PASSAGE GIVEN:
From aae05ff16bcf12e4f60bb5936c3bf5728a96b78c Mon Sep 17 00:00:00 2001
From: Adriane Boyd <adrianeboyd@gmail.com>
Date: Wed, 28 Aug 2019 09:14:20 +0200
Subject: [PATCH] Add train_docs() option to add orth variants

Filtering by orth and tag, create variants of training docs with
alternate orth variants, e.g., unicode quotes, dashes, and ellipses.

The variants can be single tokens (dashes) or paired tokens (quotes)
with left and right versions.

Currently restricted to only add variants to training documents without
raw text provided, where only gold.words needs to be modified.
---
 spacy/gold.pyx    | 61 +++++++++++++++++++++++++++++++++++++++++------
 spacy/language.py |  2 ++
 2 files changed, 56 insertions(+), 7 deletions(-)

Region labeling records
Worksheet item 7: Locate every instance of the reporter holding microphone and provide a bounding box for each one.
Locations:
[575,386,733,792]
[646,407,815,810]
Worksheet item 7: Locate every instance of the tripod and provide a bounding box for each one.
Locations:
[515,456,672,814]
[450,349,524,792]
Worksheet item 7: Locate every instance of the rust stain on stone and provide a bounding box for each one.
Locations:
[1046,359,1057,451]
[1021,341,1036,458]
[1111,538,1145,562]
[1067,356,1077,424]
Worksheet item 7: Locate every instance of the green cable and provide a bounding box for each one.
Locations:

EXERCISE GOAL: Rewrite the patch description from "Filtering by orth" up to and including "to be modified.", substituting "alternatives" for each "variants".

COMPLETED EXERCISE:
Filtering by orth and tag, create alternatives of training docs with
alternate orth alternatives, e.g., unicode quotes, dashes, and ellipses.

The alternatives can be single tokens (dashes) or paired tokens (quotes)
with left and right versions.

Currently restricted to only add alternatives to training documents without
raw text provided, where only gold.words needs to be modified.